== STATED EXERCISE A ==
In the dialogue excerpt, what does Morgan say each dollar earned is a step toward?
== STATED EXERCISE B ==
Rewrite the lines of the dialogue excerpt that begin "Every dollar we earn" more briefly, through "We can do this, right?", keeping their main points.
== STATED EXERCISE C ==
Decide whether each statement agrees with the dialogue excerpt, answering yes or no and quoting the words that settle it: (i) The movie being watched is "Revenge of the Pod Zombies." (ii) The boyfriend wears number 32. (iii) The relationship will reach six weeks next Wednesday.

== EXCERPT ==
+++
Run the snack bar? Ell,
Frankie's gonna be there anyway.

I don't see any reason she can't do it.
Oh. I...

Okeydoke. Bye, Sally. She wants
you to work the snack bar.

Yeah, I got that.

Sucker list, Mike.

Sucker list.



Are you blind?

I was gesturing wildly enough
to land a plane.

Consider this payback
for the time

that you volunteered me to take
the aunts to see Mac Davis.

Hey. You can't stack 'em
that way.

The new snack bar supervisor has
crazy high standards. Oh.

Oh, my gosh.
Here she comes. Look busy.

Okay, team snack bar!

For those of you that
don't know me, I'm Morgan.

I promised the junior achievers

that I'd finally make
this snack bar profitable,

and that is going to happen!

Every dollar we earn
is another step towards

putting doors on the bathroom
stalls. We can do this, right?

Right!
Right.

I can't hear you! Right?
Right.

So while I was
in snack bar hell,

sue was in a hell of her own
babysitting Brick.

What are you watching?
"Revenge of the Pod Zombies. "

It's too scary for you. Go to bed.
If you've moved up to a level

where you can babysit me
at night, then I've moved up

to a level where I can stay up
and a scary movie.

I have to call mom and dad
and see if it's okay.

If you have
to call mom and dad,

maybe you're not mature enough
to babysit me at all.

Mature.

Fine. Ten minutes.

So catch me up.

These zombies...

Why are they seeking revenge?

♪

I love watching
my boyfriend warm up.

Oh. Which one is he?

Oh, there, he cute one
with the dark hair... number 23.

Wait. Uh,

that's your boyfriend?

The... that one there
with the hair in his eyes?

Oh.

Since when?

Six weeks next Wednesday.

Six weeks?

Wow. Well,
that's... that's plenty of time

to, uh, you know,
meet the parents and everything.

Oh, they're dead,

which is okay, 'cause he said
they were really lame.

I'm just messing with you,
Mrs. Heck. I know who you are.
+++
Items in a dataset
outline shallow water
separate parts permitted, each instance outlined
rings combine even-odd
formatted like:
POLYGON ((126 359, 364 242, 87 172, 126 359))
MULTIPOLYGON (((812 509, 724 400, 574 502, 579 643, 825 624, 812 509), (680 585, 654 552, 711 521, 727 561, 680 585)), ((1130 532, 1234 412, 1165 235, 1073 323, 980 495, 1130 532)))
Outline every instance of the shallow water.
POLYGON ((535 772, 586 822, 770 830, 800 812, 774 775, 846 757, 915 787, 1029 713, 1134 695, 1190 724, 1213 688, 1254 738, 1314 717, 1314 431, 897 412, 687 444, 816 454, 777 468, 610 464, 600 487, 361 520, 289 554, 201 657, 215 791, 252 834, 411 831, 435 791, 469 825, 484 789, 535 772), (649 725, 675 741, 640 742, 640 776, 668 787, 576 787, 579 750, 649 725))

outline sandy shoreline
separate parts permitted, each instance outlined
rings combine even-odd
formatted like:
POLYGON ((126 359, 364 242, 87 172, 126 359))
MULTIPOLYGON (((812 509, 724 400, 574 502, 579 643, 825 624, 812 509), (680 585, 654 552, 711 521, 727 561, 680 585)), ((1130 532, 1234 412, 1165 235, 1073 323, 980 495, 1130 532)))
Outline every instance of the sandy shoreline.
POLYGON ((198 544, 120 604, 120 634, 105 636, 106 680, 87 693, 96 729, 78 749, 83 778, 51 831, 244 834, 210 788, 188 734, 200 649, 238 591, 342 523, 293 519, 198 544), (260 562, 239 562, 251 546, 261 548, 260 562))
+++
== FULL RESPONSE A ==
Putting doors on the bathroom stalls.

== FULL RESPONSE B ==
Each dollar earned brings doors on the bathroom stalls closer, and the team can make it happen.

== FULL RESPONSE C ==
(i) Yes: "What are you watching? "Revenge of the Pod Zombies. ""
(ii) No: "the dark hair... number 23."
(iii) Yes: "Six weeks next Wednesday."